**TASK TO COMPLETE**
Turn the lines of data below into a JSON list of strings, one string per line with blank lines omitted, starting at the beginning of the data and ending at the line containing "column 258, row 81".

**Dataset rows showing where objects appear**
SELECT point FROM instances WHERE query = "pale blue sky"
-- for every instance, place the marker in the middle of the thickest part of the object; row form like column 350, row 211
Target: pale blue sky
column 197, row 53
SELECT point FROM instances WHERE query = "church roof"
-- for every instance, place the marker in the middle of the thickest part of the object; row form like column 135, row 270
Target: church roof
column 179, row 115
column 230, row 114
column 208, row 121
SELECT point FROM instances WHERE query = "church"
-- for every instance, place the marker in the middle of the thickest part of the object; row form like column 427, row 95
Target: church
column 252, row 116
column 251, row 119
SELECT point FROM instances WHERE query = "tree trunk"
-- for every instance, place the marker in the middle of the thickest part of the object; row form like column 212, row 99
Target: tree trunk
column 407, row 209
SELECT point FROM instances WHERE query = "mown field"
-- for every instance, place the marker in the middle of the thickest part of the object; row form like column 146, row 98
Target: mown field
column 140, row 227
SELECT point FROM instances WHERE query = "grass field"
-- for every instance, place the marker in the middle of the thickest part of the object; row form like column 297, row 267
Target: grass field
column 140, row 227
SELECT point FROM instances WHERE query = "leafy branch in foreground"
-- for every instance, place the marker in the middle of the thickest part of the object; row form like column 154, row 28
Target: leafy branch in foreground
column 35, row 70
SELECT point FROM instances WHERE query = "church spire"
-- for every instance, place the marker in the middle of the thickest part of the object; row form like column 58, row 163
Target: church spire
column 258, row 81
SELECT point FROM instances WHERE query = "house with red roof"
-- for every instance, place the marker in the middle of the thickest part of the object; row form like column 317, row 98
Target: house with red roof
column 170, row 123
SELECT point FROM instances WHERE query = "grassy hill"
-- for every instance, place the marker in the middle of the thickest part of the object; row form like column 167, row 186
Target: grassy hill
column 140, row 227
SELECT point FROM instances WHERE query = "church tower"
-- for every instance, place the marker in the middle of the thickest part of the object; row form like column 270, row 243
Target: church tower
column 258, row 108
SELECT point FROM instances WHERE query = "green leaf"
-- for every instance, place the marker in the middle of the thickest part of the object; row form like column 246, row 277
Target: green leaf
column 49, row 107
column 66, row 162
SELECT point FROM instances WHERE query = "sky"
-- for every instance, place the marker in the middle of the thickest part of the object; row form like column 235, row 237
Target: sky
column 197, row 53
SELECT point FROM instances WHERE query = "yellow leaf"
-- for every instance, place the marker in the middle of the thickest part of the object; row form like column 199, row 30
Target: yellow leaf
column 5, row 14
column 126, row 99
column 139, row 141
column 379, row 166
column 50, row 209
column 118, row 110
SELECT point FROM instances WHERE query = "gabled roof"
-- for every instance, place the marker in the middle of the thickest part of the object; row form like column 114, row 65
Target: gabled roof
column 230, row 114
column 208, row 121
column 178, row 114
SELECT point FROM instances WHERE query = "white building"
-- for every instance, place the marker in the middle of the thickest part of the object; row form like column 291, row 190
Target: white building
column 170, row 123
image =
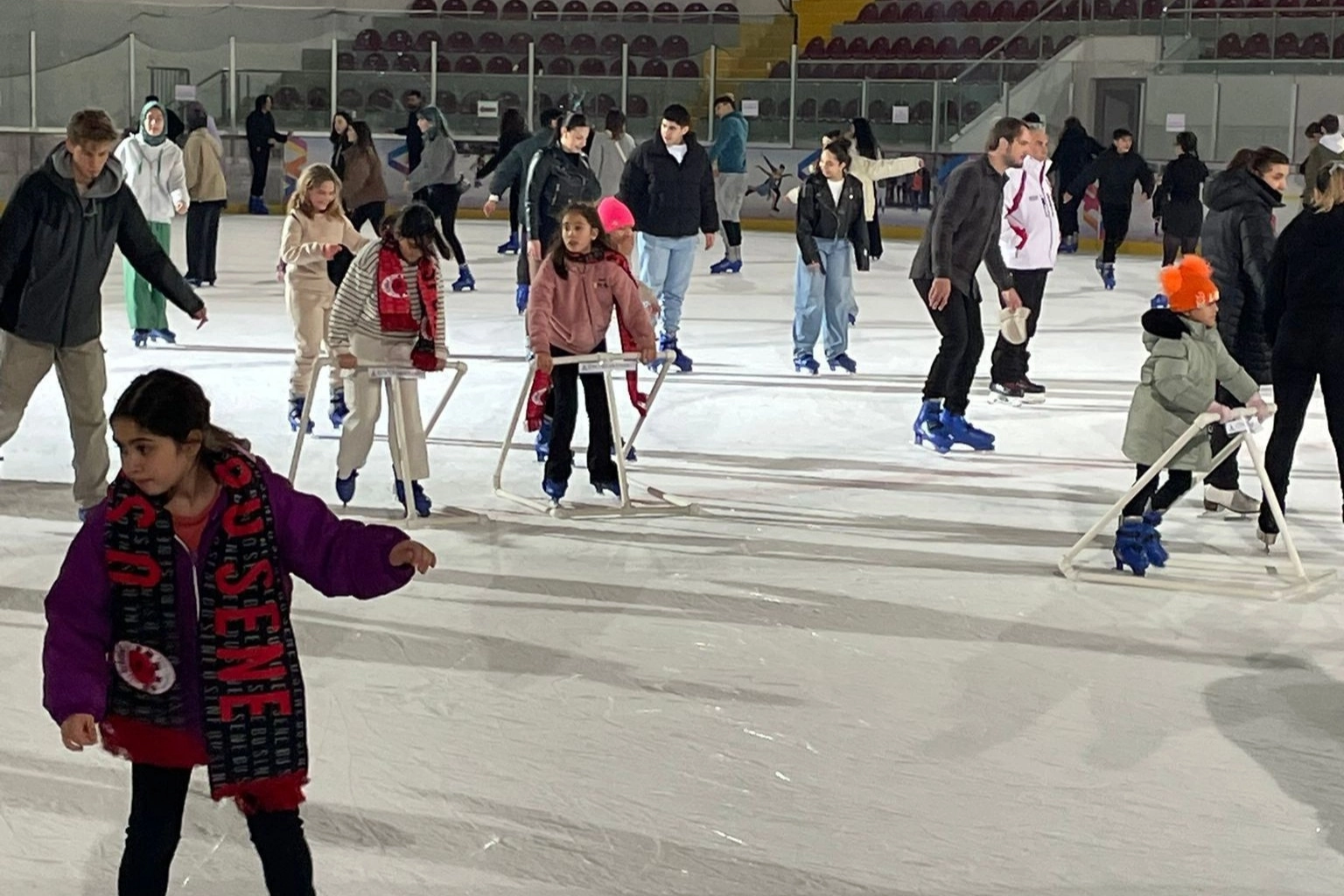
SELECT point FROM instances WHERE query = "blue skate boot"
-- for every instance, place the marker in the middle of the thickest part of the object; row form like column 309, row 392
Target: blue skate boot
column 929, row 427
column 346, row 488
column 843, row 361
column 423, row 502
column 296, row 414
column 1130, row 550
column 962, row 433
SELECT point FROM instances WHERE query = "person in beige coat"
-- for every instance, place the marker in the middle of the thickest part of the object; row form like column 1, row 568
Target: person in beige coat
column 316, row 230
column 203, row 158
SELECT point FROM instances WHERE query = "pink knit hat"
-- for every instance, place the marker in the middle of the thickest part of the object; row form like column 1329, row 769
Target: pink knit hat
column 614, row 214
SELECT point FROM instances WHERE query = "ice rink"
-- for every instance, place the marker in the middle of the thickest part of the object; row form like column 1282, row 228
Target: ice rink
column 855, row 672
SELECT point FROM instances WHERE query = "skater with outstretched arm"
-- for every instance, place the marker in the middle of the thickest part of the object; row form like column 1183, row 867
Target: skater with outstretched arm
column 962, row 234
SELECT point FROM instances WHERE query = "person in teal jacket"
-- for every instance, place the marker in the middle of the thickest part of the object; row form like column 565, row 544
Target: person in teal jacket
column 730, row 178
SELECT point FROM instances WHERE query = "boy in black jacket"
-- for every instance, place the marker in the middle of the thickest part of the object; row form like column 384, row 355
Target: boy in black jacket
column 1116, row 171
column 57, row 235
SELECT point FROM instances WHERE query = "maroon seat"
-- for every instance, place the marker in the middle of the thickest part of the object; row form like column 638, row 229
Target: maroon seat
column 675, row 47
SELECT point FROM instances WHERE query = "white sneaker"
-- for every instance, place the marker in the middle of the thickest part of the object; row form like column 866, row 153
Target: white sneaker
column 1230, row 500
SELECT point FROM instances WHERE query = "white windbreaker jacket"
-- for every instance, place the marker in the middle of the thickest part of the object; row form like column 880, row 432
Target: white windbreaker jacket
column 1030, row 233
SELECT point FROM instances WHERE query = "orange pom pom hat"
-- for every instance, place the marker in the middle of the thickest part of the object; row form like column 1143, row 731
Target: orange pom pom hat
column 1188, row 284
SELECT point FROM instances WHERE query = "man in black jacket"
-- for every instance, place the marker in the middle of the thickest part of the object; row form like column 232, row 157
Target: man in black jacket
column 964, row 233
column 668, row 185
column 57, row 235
column 1116, row 172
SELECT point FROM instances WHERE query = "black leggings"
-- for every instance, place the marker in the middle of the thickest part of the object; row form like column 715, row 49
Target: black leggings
column 158, row 800
column 1178, row 245
column 1178, row 484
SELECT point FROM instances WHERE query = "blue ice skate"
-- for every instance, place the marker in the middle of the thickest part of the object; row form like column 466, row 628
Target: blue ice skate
column 1130, row 546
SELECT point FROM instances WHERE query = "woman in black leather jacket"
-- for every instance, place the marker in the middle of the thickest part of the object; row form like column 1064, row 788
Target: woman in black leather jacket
column 558, row 176
column 831, row 220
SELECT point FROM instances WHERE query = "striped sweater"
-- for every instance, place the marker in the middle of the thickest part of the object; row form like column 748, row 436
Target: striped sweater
column 355, row 309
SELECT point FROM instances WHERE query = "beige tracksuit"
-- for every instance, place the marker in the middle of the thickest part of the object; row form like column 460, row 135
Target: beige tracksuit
column 308, row 290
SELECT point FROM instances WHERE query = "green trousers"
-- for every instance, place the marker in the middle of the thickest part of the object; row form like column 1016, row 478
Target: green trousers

**SOLVED EXERCISE**
[
  "SELECT point FROM instances WHERE query = \"pale blue sky\"",
  "-- for every instance, place the marker in the middle of the thickest part of the object; row form like column 350, row 211",
  "Target: pale blue sky",
  "column 197, row 53",
  "SELECT point FROM instances WHERE query = \"church roof\"",
  "-- for every instance, place the marker in the middle of the thickest part of the object; row form like column 135, row 270",
  "Target: church roof",
  "column 179, row 115",
  "column 230, row 114",
  "column 208, row 121",
  "SELECT point FROM instances WHERE query = \"church\"",
  "-- for every instance, place the marker in the middle of the thickest part of the object; row form like column 427, row 95",
  "Target: church",
  "column 252, row 116",
  "column 251, row 119",
  "SELECT point FROM instances WHERE query = \"tree trunk\"",
  "-- for every instance, place the marker in the middle of the thickest part of the object; row form like column 212, row 99",
  "Target: tree trunk",
  "column 407, row 209",
  "SELECT point FROM instances WHERE query = \"mown field\"",
  "-- for every instance, place the marker in the middle of the thickest part of the object; row form like column 146, row 98",
  "Target: mown field",
  "column 140, row 227",
  "SELECT point FROM instances WHERE query = \"grass field\"",
  "-- for every instance, place the marker in the middle of the thickest part of the object; row form like column 297, row 267",
  "Target: grass field",
  "column 140, row 227",
  "SELECT point FROM instances WHERE query = \"leafy branch in foreground\"",
  "-- for every instance, place the marker in the middle of the thickest part of the object; row form like column 154, row 28",
  "Target: leafy branch in foreground",
  "column 35, row 70",
  "SELECT point FROM instances WHERE query = \"church spire\"",
  "-- for every instance, place the marker in the middle of the thickest part of the object; row form like column 58, row 163",
  "Target: church spire",
  "column 258, row 81"
]